• **GIVEN PASSAGE**
┏━━
The California Assembly and Senate recently passed legislation regarding new insurance requirements for ride-sharing businesses in the state. Liability for car accident injury when drivers connected to one of these new businesses are involved has been murky thus far.
The focus of the bill is to protect consumers and drivers while not unduly harming businesses like Uber and Lyft as they work through their growing pains. Ride-sharing works like this: Folks needing a ride utilize a smartphone application to connect with an available driver. Payment is made directly to the driver, who is connected to the company, but treated as an independent contractor according to business models.
The question of liability in the event of a car crash is understandable. While drivers are subject to a company’s review of their driving record, personal insurance covers them when behind the wheel. One of the gray areas has been coverage when a connection is made, but before the passenger is in the vehicle.
Regulators hope to establish more clear-cut answers to liability questions through this legislation. Companies will be required to carry a $1 million commercial insurance policy that will cover a passenger until he or she exits the car.
The most relevant piece of the compromise may be the reduction in insurance required for the time between when a driver’s app is turned on and a connection is made. This is down from $750,000 to $200,000 in coverage. Drivers must personally carry this and other incremental liability amounts in addition to the company coverage.
Passengers and pedestrians likely don’t think much about whose insurance covers what when they are out and about in California. But in the unfortunate event of an accident, this information can be very relevant to their recoveries. When faced with medical expenses, lost wages or other needs, seeking compensation from insurance companies can be a daunting task. While a skillful approach by an experienced representative can be successful in attaining a settlement or prevailing in court, the process may be less stressful on victims when insurers are clearly defined.
┗━━
• **PARTS OF THE EXERCISE**
1. Using the ride-sharing insurance text, decide whether each statement agrees with it. Answer yes or no for each, and quote the words from the text that decide it.
(a) Companies must hold a $1 million commercial insurance policy that covers a passenger until he or she exits the car.
(b) Riders pay the company, which then pays the driver.
(c) Required coverage for the time between a driver's app being turned on and a connection being made rises from $200,000 to $750,000.
2. Answer these questions from the ride-sharing insurance text:
(a) What do people needing a ride use to connect with an available driver?
(b) Who must personally carry the incremental liability amounts in addition to the company coverage?
(c) What is named as one of the gray areas in coverage?

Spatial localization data
┏━━
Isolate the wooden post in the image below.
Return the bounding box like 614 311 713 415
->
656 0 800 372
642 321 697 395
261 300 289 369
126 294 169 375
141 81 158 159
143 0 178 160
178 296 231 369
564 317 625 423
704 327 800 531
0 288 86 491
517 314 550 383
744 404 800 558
┗━━
• **COMPLETED EXERCISE**
1.
(a) Yes: "Companies will be required to carry a $1 million commercial insurance policy that will cover a passenger until he or she exits the car."
(b) No: "Payment is made directly to the driver"
(c) No: "This is down from $750,000 to $200,000 in coverage."

2.
(a) A smartphone application.
(b) The drivers.
(c) Coverage when a connection is made but before the passenger is in the vehicle.